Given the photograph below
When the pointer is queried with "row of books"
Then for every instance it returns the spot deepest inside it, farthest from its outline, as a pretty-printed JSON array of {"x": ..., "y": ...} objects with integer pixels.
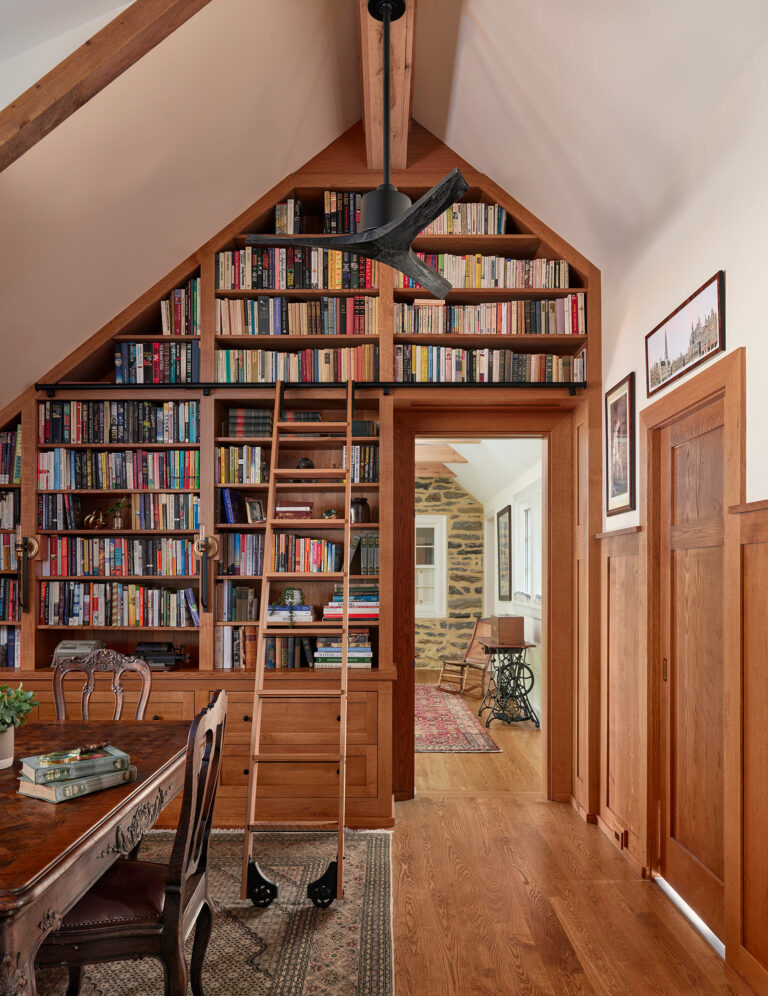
[
  {"x": 293, "y": 268},
  {"x": 10, "y": 646},
  {"x": 240, "y": 465},
  {"x": 238, "y": 508},
  {"x": 364, "y": 465},
  {"x": 180, "y": 313},
  {"x": 157, "y": 362},
  {"x": 118, "y": 422},
  {"x": 443, "y": 364},
  {"x": 352, "y": 315},
  {"x": 79, "y": 603},
  {"x": 76, "y": 773},
  {"x": 235, "y": 647},
  {"x": 165, "y": 511},
  {"x": 262, "y": 366},
  {"x": 476, "y": 270},
  {"x": 10, "y": 509},
  {"x": 8, "y": 560},
  {"x": 9, "y": 600},
  {"x": 118, "y": 556},
  {"x": 367, "y": 544},
  {"x": 303, "y": 554},
  {"x": 114, "y": 470},
  {"x": 247, "y": 422},
  {"x": 10, "y": 456},
  {"x": 329, "y": 650},
  {"x": 242, "y": 554},
  {"x": 474, "y": 218},
  {"x": 561, "y": 316},
  {"x": 237, "y": 602}
]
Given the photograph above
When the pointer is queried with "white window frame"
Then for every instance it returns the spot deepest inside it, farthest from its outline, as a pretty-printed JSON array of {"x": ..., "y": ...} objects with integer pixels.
[{"x": 438, "y": 523}]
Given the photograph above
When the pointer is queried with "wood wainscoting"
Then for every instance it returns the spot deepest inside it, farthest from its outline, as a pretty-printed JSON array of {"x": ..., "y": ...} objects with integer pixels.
[{"x": 624, "y": 707}]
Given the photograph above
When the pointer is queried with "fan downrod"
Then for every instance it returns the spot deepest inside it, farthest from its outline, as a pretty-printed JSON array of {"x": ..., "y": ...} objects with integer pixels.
[{"x": 396, "y": 9}]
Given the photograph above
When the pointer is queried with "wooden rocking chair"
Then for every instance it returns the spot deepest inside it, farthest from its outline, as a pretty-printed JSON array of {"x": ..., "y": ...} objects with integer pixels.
[{"x": 454, "y": 673}]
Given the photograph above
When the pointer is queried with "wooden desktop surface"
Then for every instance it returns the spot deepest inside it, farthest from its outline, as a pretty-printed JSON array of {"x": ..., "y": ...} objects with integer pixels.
[{"x": 50, "y": 854}]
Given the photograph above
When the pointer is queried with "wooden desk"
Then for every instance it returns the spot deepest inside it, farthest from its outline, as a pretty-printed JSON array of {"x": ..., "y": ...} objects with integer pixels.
[{"x": 51, "y": 854}]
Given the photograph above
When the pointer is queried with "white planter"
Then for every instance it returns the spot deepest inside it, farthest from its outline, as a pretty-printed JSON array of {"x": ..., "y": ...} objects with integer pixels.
[{"x": 6, "y": 747}]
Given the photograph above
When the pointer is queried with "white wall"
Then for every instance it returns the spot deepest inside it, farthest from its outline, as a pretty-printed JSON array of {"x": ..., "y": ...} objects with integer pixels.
[
  {"x": 529, "y": 480},
  {"x": 715, "y": 219}
]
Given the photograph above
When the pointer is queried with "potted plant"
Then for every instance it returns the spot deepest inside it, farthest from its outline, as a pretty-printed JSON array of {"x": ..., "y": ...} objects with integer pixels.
[{"x": 15, "y": 704}]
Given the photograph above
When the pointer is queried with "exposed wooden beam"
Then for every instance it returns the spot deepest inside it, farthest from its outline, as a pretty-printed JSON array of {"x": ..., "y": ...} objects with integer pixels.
[
  {"x": 401, "y": 85},
  {"x": 433, "y": 470},
  {"x": 87, "y": 71},
  {"x": 437, "y": 453}
]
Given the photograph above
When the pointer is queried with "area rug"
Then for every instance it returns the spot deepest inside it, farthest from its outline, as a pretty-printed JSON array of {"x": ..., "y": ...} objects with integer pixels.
[
  {"x": 446, "y": 724},
  {"x": 291, "y": 948}
]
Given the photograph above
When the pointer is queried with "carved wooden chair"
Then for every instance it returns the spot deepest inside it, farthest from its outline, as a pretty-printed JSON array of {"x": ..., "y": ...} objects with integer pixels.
[
  {"x": 143, "y": 909},
  {"x": 102, "y": 660},
  {"x": 475, "y": 662}
]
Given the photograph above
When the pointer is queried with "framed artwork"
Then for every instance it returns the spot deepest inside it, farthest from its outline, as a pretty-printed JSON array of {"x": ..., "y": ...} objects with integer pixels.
[
  {"x": 693, "y": 332},
  {"x": 254, "y": 510},
  {"x": 504, "y": 553},
  {"x": 620, "y": 446}
]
^^^^^^^^^^^^^^^^
**Requirement**.
Repeat the data word for word, excluding any image.

**Response box**.
Given the photograph below
When the pointer is queried with "row of books"
Then for every instance it returns the spot deepest inside it, farthest from its outline, as a pretty-printed JSON array of {"x": ..., "y": ...} objects with integer pixels.
[
  {"x": 293, "y": 268},
  {"x": 10, "y": 646},
  {"x": 240, "y": 465},
  {"x": 238, "y": 508},
  {"x": 364, "y": 465},
  {"x": 180, "y": 313},
  {"x": 157, "y": 362},
  {"x": 118, "y": 422},
  {"x": 443, "y": 364},
  {"x": 352, "y": 315},
  {"x": 79, "y": 603},
  {"x": 76, "y": 773},
  {"x": 235, "y": 647},
  {"x": 165, "y": 511},
  {"x": 262, "y": 366},
  {"x": 476, "y": 270},
  {"x": 10, "y": 509},
  {"x": 8, "y": 560},
  {"x": 9, "y": 600},
  {"x": 118, "y": 556},
  {"x": 367, "y": 544},
  {"x": 303, "y": 554},
  {"x": 114, "y": 470},
  {"x": 247, "y": 422},
  {"x": 10, "y": 456},
  {"x": 329, "y": 650},
  {"x": 242, "y": 554},
  {"x": 474, "y": 218},
  {"x": 561, "y": 316},
  {"x": 237, "y": 602}
]
Given the photograph above
When the pointer is queried with "white window frame"
Then for every instance it returns the spot deepest inside it, farthest from its outline, as a pretty-printed JSON array of {"x": ..., "y": ...} objects with integer pixels.
[{"x": 438, "y": 523}]
Given the photograph above
When the pointer is queried with "wood wainscoting"
Then for every instance it returns the spot deepest inside it, farthest from its outline, as a pretty-printed JSON array of {"x": ..., "y": ...} objects with integer pixels.
[{"x": 624, "y": 707}]
Given the photograph above
When the pointer is queried with "fan downrod"
Then for every instance it returns the spot deepest inside it, farthest from its outline, as a pretty-printed JSON array of {"x": ..., "y": ...} objects with integer pixels.
[{"x": 396, "y": 9}]
Given the photograph above
When the pointer is queried with "wooden rocking chair"
Then for every instance it returns the spot deepest inside it, farthest from its outline, as a pretty-printed JSON array of {"x": ..., "y": ...} objects with integer pixels.
[{"x": 454, "y": 673}]
Given the photograph above
When the pointer is queried with "wooden desktop surface"
Then for every instance it returns the spot deepest inside it, farthest from its outline, as a pretty-printed JSON array of {"x": ..., "y": ...} objects with integer pixels.
[{"x": 50, "y": 854}]
Given the photograph above
When the pointer is queried with "wooden desk"
Then for every instance it returns the spot deepest inside it, farthest from its outline, as a pretty-printed JSON array of {"x": ..., "y": ...} objects with integer pixels.
[{"x": 51, "y": 854}]
Given the photograph above
When the pointer is queried with "white planter"
Then for every instance it returns the spot deepest inside it, farthest from its outline, as a pretty-printed JSON array of {"x": ..., "y": ...} objects with integer pixels.
[{"x": 6, "y": 747}]
Given the photograph above
When the pointer is queried with "white wall"
Then for every instance it returns the spot deepest inside it, farthest from its outline, as a pretty-printed JSON array of {"x": ..., "y": ...} objects with integer pixels.
[
  {"x": 529, "y": 480},
  {"x": 715, "y": 219}
]
Given the photograph above
When the pointer is queried with "potted plant"
Then for every instance it returns the spot deepest inside it, farthest from its outline, as a pretty-printed JSON array of {"x": ..., "y": ...} objects with integer pixels.
[{"x": 15, "y": 704}]
Given the photograph above
When the pointer is queried with "exposed wooden beam"
Then for every instance it returns the spot deepest inside it, farthest from its outline, as a pretty-printed JSON array of {"x": ..., "y": ...} objects with integer pixels.
[
  {"x": 401, "y": 85},
  {"x": 433, "y": 470},
  {"x": 87, "y": 71},
  {"x": 437, "y": 453}
]
Given the photograph above
When the pointer is queried with "area rug"
Then for every instance it returns the spot deepest inside it, farthest from its outline, as a pretty-printed JSON array of {"x": ..., "y": ...} objects with integer pixels.
[
  {"x": 446, "y": 724},
  {"x": 291, "y": 948}
]
Given the photograph above
When the pointer is queried with "carved wooden chair"
Then for every instance it returns the spot deepest inside it, farthest from its outline, as a pretty-printed JSON array of {"x": ..., "y": ...} objects with integer pixels.
[
  {"x": 143, "y": 909},
  {"x": 102, "y": 660},
  {"x": 475, "y": 662}
]
Given the photograph above
When the pointer is queried with "framed artwork"
Then for every instance it returns the spot deepest inside it, farthest from its outline, as a pretty-printed JSON array of {"x": ..., "y": ...} objects with integer pixels.
[
  {"x": 693, "y": 332},
  {"x": 254, "y": 510},
  {"x": 504, "y": 553},
  {"x": 620, "y": 446}
]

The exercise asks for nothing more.